--- EXERCISE AIM ---
Transcribe the stretch of entries below from the line with "Target: dark cloud streak" through the line with "Target: cloud", exactly and with both ends included; leave out all other lines.

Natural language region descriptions
►

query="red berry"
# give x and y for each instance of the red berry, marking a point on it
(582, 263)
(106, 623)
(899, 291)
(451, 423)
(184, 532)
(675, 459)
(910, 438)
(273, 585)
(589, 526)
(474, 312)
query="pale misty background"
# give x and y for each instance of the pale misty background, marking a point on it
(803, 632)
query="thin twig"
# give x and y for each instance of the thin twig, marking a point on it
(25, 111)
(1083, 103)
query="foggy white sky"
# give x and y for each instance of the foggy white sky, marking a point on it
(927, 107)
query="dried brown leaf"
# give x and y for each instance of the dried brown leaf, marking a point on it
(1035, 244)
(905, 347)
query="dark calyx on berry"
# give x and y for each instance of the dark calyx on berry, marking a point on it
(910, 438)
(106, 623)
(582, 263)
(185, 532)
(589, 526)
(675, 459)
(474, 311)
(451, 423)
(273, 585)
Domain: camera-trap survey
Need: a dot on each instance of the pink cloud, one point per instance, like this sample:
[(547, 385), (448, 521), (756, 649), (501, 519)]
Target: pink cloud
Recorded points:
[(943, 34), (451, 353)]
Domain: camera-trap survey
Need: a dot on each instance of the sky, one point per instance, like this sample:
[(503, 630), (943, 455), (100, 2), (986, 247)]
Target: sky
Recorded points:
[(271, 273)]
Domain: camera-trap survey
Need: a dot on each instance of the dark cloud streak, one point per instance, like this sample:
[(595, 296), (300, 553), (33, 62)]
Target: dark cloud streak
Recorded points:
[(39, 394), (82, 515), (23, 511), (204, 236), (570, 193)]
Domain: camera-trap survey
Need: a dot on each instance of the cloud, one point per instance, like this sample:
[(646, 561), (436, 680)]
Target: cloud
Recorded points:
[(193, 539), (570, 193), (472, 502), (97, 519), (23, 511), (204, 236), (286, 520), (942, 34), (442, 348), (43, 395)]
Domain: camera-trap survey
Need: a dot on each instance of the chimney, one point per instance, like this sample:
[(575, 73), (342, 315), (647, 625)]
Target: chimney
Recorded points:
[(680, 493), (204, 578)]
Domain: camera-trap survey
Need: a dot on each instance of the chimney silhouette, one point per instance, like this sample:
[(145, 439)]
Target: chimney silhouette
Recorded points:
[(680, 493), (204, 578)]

◄

--- FINISHED EXERCISE ---
Target: dark cloud streak
Recorded points:
[(39, 394), (82, 515), (23, 511), (204, 236), (570, 193)]
Domain: camera-trap survey
Need: a dot on each instance of the cloud, one point per instance, like this sample:
[(646, 561), (436, 680)]
Target: cloud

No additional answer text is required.